**Task material**
◆ ◆ ◆ ◆ ◆ ◆ ◆

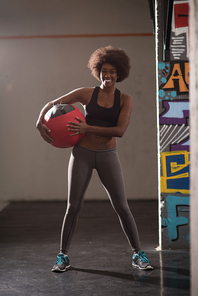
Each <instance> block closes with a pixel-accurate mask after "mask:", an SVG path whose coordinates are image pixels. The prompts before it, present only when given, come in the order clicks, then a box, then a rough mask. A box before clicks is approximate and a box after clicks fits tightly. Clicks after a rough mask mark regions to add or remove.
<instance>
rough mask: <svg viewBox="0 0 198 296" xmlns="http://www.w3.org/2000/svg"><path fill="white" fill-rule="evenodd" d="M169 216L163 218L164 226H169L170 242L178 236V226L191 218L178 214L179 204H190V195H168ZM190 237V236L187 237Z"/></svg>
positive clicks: (167, 201)
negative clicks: (189, 201) (183, 195)
mask: <svg viewBox="0 0 198 296" xmlns="http://www.w3.org/2000/svg"><path fill="white" fill-rule="evenodd" d="M165 204H166V208H167V218H162V227H166V228H167V233H168V239H169V242H170V244H172V243H173V241H174V240H176V239H177V238H178V229H177V228H178V226H182V225H187V224H188V223H189V220H188V219H187V218H186V217H178V216H177V206H178V205H184V206H189V197H187V196H174V195H168V196H167V197H166V200H165ZM186 239H188V238H186Z"/></svg>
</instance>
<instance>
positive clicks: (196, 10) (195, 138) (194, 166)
mask: <svg viewBox="0 0 198 296" xmlns="http://www.w3.org/2000/svg"><path fill="white" fill-rule="evenodd" d="M189 2H190V65H191V67H190V110H191V117H190V134H191V146H190V147H191V149H190V150H191V162H192V165H191V169H190V174H191V180H190V184H191V185H190V188H191V200H190V204H191V215H190V216H191V218H190V225H191V227H190V232H191V240H190V245H191V247H190V251H191V256H190V257H191V296H196V295H197V293H198V292H197V291H198V281H197V274H198V257H197V250H198V235H197V233H198V215H197V211H198V112H197V110H198V0H190V1H189Z"/></svg>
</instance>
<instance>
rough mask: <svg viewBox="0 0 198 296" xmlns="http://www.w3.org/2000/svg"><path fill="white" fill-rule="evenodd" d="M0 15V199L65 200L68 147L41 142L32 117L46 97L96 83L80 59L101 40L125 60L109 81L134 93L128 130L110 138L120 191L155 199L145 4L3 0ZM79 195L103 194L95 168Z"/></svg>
mask: <svg viewBox="0 0 198 296" xmlns="http://www.w3.org/2000/svg"><path fill="white" fill-rule="evenodd" d="M0 16H1V17H0V47H1V55H0V63H1V80H0V100H1V108H0V120H1V122H0V135H1V147H0V149H1V153H0V157H1V160H0V161H1V165H0V196H1V200H3V201H8V200H48V199H49V200H50V199H65V197H66V190H67V163H68V159H69V155H70V151H71V150H70V149H58V148H54V147H52V146H50V145H48V144H47V143H45V142H44V141H43V140H42V139H41V138H40V136H39V133H38V131H37V130H36V129H35V122H36V120H37V117H38V114H39V112H40V110H41V108H42V107H43V105H45V104H46V103H47V102H48V101H49V100H52V99H54V98H56V97H59V96H61V95H63V94H64V93H67V92H69V91H71V90H72V89H75V88H77V87H81V86H95V85H97V84H98V82H97V81H96V80H95V79H94V78H93V77H92V76H91V75H90V72H89V69H88V68H87V61H88V59H89V56H90V54H91V53H92V52H93V51H94V50H95V49H97V48H98V47H101V46H106V45H109V44H110V45H112V46H115V47H121V48H122V49H124V50H125V51H126V52H127V53H128V55H129V56H130V58H131V65H132V68H131V75H130V77H129V78H128V79H127V80H126V81H124V82H123V83H122V84H118V85H117V87H118V88H120V90H122V91H123V92H126V93H129V94H131V95H132V96H133V98H134V110H133V114H132V118H131V122H130V125H129V128H128V130H127V132H126V134H125V135H124V137H123V138H122V139H119V141H118V151H119V155H120V159H121V162H122V165H123V170H124V176H125V181H126V190H127V196H128V198H129V199H137V198H138V199H156V198H157V148H156V147H157V144H156V105H155V44H154V36H153V35H152V25H151V20H150V14H149V6H148V2H147V1H145V0H125V1H112V0H109V1H106V0H100V1H93V0H83V1H82V0H76V1H61V0H56V1H55V0H43V1H40V0H34V1H31V0H15V1H11V0H6V1H1V11H0ZM85 34H93V35H92V36H90V35H89V36H85ZM97 34H107V35H100V36H98V35H97ZM108 34H121V36H120V37H118V36H112V35H108ZM122 34H131V35H130V36H126V35H125V36H124V35H122ZM136 34H137V35H136ZM57 35H59V38H57ZM68 35H69V36H68ZM72 35H73V36H72ZM74 35H75V36H74ZM78 107H79V106H78ZM86 198H88V199H100V198H101V199H104V198H107V197H106V193H105V191H104V189H103V188H102V185H101V184H100V182H99V179H98V177H97V175H96V174H95V173H94V175H93V178H92V181H91V184H90V186H89V189H88V191H87V194H86Z"/></svg>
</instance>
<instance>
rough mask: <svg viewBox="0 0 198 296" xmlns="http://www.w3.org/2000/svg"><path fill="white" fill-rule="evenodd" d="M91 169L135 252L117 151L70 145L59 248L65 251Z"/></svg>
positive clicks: (135, 250) (131, 229) (129, 213)
mask: <svg viewBox="0 0 198 296" xmlns="http://www.w3.org/2000/svg"><path fill="white" fill-rule="evenodd" d="M93 169H96V170H97V172H98V175H99V177H100V180H101V182H102V184H103V186H104V188H105V189H106V191H107V194H108V196H109V198H110V201H111V204H112V206H113V208H114V210H115V211H116V213H117V215H118V217H119V220H120V223H121V225H122V228H123V231H124V233H125V234H126V237H127V238H128V241H129V244H130V246H131V248H132V250H133V252H139V251H140V250H141V247H140V241H139V235H138V231H137V227H136V223H135V220H134V218H133V215H132V213H131V211H130V209H129V206H128V203H127V199H126V193H125V187H124V180H123V174H122V168H121V165H120V161H119V158H118V154H117V150H116V149H111V150H90V149H86V148H83V147H80V146H75V147H74V148H73V150H72V153H71V157H70V161H69V167H68V201H67V210H66V214H65V217H64V220H63V225H62V231H61V243H60V251H61V252H63V253H65V254H67V253H68V249H69V246H70V243H71V239H72V237H73V234H74V230H75V228H76V224H77V220H78V215H79V213H80V210H81V208H82V205H83V199H84V194H85V192H86V189H87V187H88V184H89V181H90V179H91V175H92V171H93Z"/></svg>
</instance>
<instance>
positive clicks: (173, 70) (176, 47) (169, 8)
mask: <svg viewBox="0 0 198 296" xmlns="http://www.w3.org/2000/svg"><path fill="white" fill-rule="evenodd" d="M169 2H170V3H172V4H171V5H172V7H168V10H167V22H166V24H165V28H164V32H165V36H166V39H164V40H163V42H164V48H165V49H166V54H167V52H168V59H167V58H165V59H163V60H162V61H159V63H158V79H159V80H158V82H159V96H158V98H159V126H160V131H159V132H160V156H161V180H160V181H161V223H162V242H161V245H162V248H163V249H168V248H171V249H188V248H189V194H190V192H189V171H190V170H189V165H190V133H189V60H188V57H189V36H188V35H189V34H188V33H189V32H188V10H189V7H188V1H169Z"/></svg>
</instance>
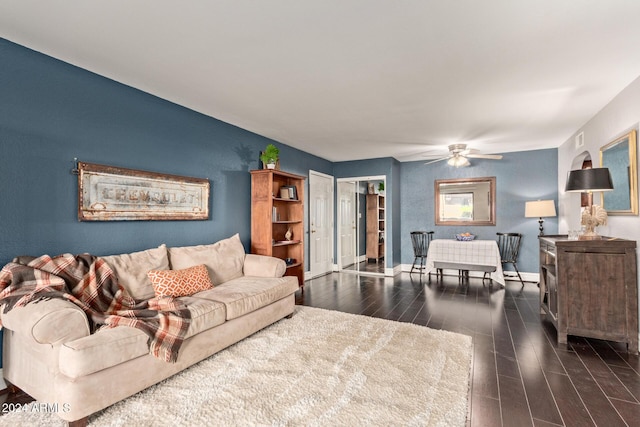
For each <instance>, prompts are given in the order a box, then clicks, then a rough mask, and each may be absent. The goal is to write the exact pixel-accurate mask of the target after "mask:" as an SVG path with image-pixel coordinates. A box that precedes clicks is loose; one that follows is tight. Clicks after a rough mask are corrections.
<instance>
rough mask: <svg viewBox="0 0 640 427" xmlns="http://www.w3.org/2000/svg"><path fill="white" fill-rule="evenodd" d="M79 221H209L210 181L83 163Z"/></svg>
mask: <svg viewBox="0 0 640 427" xmlns="http://www.w3.org/2000/svg"><path fill="white" fill-rule="evenodd" d="M77 174H78V220H80V221H132V220H141V221H149V220H205V219H208V218H209V191H210V186H209V180H208V179H204V178H191V177H184V176H177V175H167V174H160V173H155V172H147V171H140V170H135V169H125V168H118V167H114V166H105V165H97V164H93V163H83V162H79V163H78V167H77Z"/></svg>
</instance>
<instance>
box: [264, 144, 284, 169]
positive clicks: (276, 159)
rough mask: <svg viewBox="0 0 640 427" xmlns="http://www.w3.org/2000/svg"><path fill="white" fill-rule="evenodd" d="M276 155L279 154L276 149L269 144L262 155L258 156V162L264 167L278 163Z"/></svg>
mask: <svg viewBox="0 0 640 427" xmlns="http://www.w3.org/2000/svg"><path fill="white" fill-rule="evenodd" d="M278 154H280V150H279V149H278V147H276V146H275V145H273V144H269V145H267V148H265V149H264V151H263V152H262V154H260V161H262V163H264V164H265V165H267V164H275V163H276V162H277V161H278Z"/></svg>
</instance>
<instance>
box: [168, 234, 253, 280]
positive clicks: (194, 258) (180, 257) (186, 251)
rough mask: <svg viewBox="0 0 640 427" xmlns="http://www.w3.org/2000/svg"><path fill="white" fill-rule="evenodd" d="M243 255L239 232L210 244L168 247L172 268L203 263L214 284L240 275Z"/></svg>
mask: <svg viewBox="0 0 640 427" xmlns="http://www.w3.org/2000/svg"><path fill="white" fill-rule="evenodd" d="M244 255H245V252H244V247H243V246H242V242H241V241H240V235H239V234H235V235H233V236H231V237H229V238H228V239H224V240H220V241H219V242H217V243H214V244H211V245H198V246H183V247H177V248H169V261H170V263H171V268H172V269H174V270H182V269H184V268H187V267H192V266H194V265H199V264H204V265H206V266H207V270H209V277H211V281H212V282H213V283H214V284H215V285H219V284H221V283H224V282H228V281H229V280H233V279H237V278H238V277H242V268H243V266H244Z"/></svg>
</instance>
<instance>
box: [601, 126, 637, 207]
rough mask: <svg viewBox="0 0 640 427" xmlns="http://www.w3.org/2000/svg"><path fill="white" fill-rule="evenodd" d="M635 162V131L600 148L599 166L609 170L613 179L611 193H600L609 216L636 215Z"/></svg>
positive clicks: (607, 192)
mask: <svg viewBox="0 0 640 427" xmlns="http://www.w3.org/2000/svg"><path fill="white" fill-rule="evenodd" d="M636 160H637V158H636V131H635V130H633V131H631V132H629V133H627V134H625V135H623V136H621V137H620V138H618V139H616V140H614V141H612V142H610V143H609V144H607V145H605V146H604V147H602V148H600V166H601V167H603V168H609V172H610V173H611V178H612V179H613V191H607V192H603V193H602V205H603V207H604V208H605V209H606V211H607V213H608V214H609V215H638V172H637V164H636Z"/></svg>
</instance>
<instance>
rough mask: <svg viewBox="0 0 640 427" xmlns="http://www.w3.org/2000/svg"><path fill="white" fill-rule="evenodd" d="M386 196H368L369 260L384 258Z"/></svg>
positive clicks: (367, 223) (366, 256) (374, 259)
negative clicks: (384, 230) (385, 201)
mask: <svg viewBox="0 0 640 427" xmlns="http://www.w3.org/2000/svg"><path fill="white" fill-rule="evenodd" d="M384 219H385V207H384V196H381V195H378V194H367V248H366V257H367V260H370V259H374V260H376V262H377V261H378V260H380V259H382V258H384V241H385V235H384V224H385V222H384Z"/></svg>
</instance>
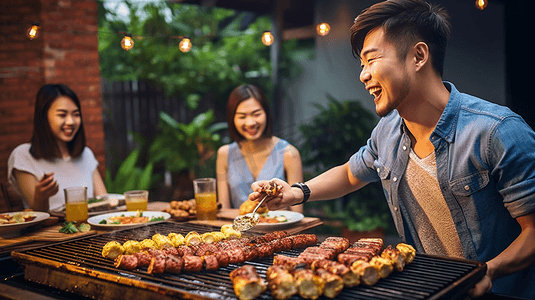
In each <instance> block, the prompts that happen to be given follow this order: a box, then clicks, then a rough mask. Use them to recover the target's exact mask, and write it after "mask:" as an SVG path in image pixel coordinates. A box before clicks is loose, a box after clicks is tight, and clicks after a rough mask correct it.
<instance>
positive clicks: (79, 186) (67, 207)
mask: <svg viewBox="0 0 535 300" xmlns="http://www.w3.org/2000/svg"><path fill="white" fill-rule="evenodd" d="M63 191H64V192H65V220H66V221H67V222H73V221H76V223H78V224H80V223H82V222H85V221H87V218H88V214H87V187H85V186H77V187H68V188H65V189H63Z"/></svg>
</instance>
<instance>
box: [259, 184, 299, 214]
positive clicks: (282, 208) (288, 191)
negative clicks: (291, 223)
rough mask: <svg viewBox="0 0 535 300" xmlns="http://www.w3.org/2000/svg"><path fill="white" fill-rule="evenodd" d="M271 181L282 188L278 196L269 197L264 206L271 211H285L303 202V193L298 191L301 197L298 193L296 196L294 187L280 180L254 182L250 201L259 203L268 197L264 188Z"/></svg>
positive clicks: (265, 200) (281, 188)
mask: <svg viewBox="0 0 535 300" xmlns="http://www.w3.org/2000/svg"><path fill="white" fill-rule="evenodd" d="M270 181H272V182H274V183H276V184H277V185H279V186H281V187H282V188H281V190H280V191H279V193H278V194H277V195H276V196H268V197H267V198H266V200H265V201H264V204H263V205H265V206H267V207H268V208H269V210H279V209H284V208H286V207H288V206H290V205H292V204H296V203H300V202H301V201H302V200H303V192H301V191H298V192H299V193H301V195H298V194H297V192H296V193H295V194H294V191H293V189H292V187H291V186H290V185H289V184H288V183H286V182H285V181H282V180H280V179H278V178H273V179H271V180H260V181H257V182H254V183H253V184H252V185H251V189H252V190H253V192H252V193H251V194H250V195H249V200H252V201H257V202H258V201H260V200H262V198H264V196H265V195H266V194H265V193H262V187H263V186H264V185H266V184H268V183H269V182H270Z"/></svg>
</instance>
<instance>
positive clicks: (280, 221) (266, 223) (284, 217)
mask: <svg viewBox="0 0 535 300" xmlns="http://www.w3.org/2000/svg"><path fill="white" fill-rule="evenodd" d="M246 215H247V216H251V214H250V213H249V214H246ZM304 217H305V216H303V214H301V213H298V212H294V211H288V210H274V211H269V212H267V213H264V214H260V218H259V220H258V224H257V225H256V227H259V228H270V227H279V226H285V225H288V224H293V223H297V222H299V221H301V220H302V219H303V218H304Z"/></svg>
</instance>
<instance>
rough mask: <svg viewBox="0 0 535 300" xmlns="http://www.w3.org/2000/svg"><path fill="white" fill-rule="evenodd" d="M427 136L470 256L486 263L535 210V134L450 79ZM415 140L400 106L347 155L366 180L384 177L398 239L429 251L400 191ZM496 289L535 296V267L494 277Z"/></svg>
mask: <svg viewBox="0 0 535 300" xmlns="http://www.w3.org/2000/svg"><path fill="white" fill-rule="evenodd" d="M444 84H445V86H446V87H447V88H448V90H450V97H449V100H448V104H447V105H446V108H445V109H444V112H443V113H442V115H441V117H440V119H439V121H438V123H437V125H436V127H435V130H434V131H433V133H432V134H431V137H430V141H431V142H432V143H433V145H434V147H435V155H436V164H437V179H438V183H439V185H440V189H441V191H442V194H443V196H444V199H445V200H446V203H447V205H448V207H449V209H450V211H451V215H452V218H453V222H454V224H455V227H456V229H457V232H458V234H459V237H460V240H461V244H462V249H463V253H464V255H465V258H467V259H470V260H477V261H481V262H486V261H489V260H491V259H492V258H494V257H495V256H497V255H498V254H500V253H501V252H502V251H503V250H505V248H507V246H509V245H510V244H511V243H512V242H513V240H514V239H515V238H516V237H517V236H518V235H519V234H520V232H521V228H520V225H519V224H518V222H517V221H516V220H515V218H516V217H519V216H523V215H526V214H529V213H532V212H534V211H535V132H534V131H533V130H532V129H531V128H530V127H529V126H528V125H527V124H526V123H525V122H524V120H523V119H522V118H521V117H520V116H519V115H517V114H515V113H514V112H512V111H511V110H510V109H509V108H507V107H504V106H500V105H497V104H493V103H490V102H487V101H485V100H482V99H479V98H476V97H473V96H470V95H467V94H463V93H460V92H459V91H458V90H457V89H456V88H455V86H454V85H453V84H451V83H448V82H444ZM410 147H411V141H410V138H409V135H408V130H407V128H406V127H405V125H404V122H403V120H402V118H401V117H400V116H399V114H398V112H397V111H396V110H394V111H392V112H391V113H390V114H388V115H387V116H385V117H383V118H381V120H380V121H379V123H378V124H377V126H376V127H375V128H374V130H373V132H372V134H371V137H370V139H369V140H368V142H367V144H366V145H365V146H363V147H362V148H360V149H359V151H358V152H357V153H355V154H354V155H353V156H352V157H351V158H350V159H349V165H350V168H351V172H352V173H353V175H354V176H355V177H356V178H358V179H359V180H361V181H365V182H373V181H378V180H381V183H382V186H383V190H384V194H385V196H386V200H387V202H388V205H389V207H390V211H391V213H392V216H393V220H394V223H395V225H396V229H397V231H398V233H399V235H400V236H401V238H402V239H403V240H404V241H406V242H407V243H410V244H412V245H414V246H415V247H416V249H417V251H418V252H420V253H424V250H423V247H422V244H421V242H420V240H419V238H418V235H417V233H416V230H415V227H414V224H412V223H411V220H410V218H409V217H408V214H407V212H406V210H405V209H404V204H403V203H404V201H406V199H409V197H410V195H407V194H403V192H402V191H401V190H400V189H399V183H400V179H401V177H402V176H403V174H404V172H405V169H406V167H407V163H408V160H409V152H410ZM492 291H493V292H494V293H500V294H508V295H515V296H520V297H526V298H530V299H533V298H535V265H532V266H530V267H529V268H527V269H525V270H524V271H521V272H517V273H515V274H512V275H509V276H506V277H502V278H499V279H497V280H495V281H494V282H493V289H492Z"/></svg>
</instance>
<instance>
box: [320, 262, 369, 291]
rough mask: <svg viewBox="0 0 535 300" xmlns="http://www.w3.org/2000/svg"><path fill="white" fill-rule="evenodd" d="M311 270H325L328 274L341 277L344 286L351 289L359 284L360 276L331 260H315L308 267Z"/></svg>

◆ ◆ ◆ ◆ ◆ ◆ ◆

**Goal of the exercise**
Scan the entries above for the word "write". Report the lines that hold it.

**Result of the exercise**
For each <instance>, prompts are given in the order a box, then clicks, then a rough mask, and each may be absent. The goal is to write the exact pixel-accurate mask of the target after "mask:" as an SVG path with image-pixel coordinates. A box that precedes clicks is loose; one that follows is tight. Clicks after a rough mask are corrections.
In each <instance> block, the prompts that happen to be given follow this order: a box, then clicks, then a rough mask. Use them to recover the target's exact mask, and write it after "mask:" as an SVG path in image pixel coordinates. A box before clicks is loose, a box after clicks is tight, and clicks after a rough mask correct it.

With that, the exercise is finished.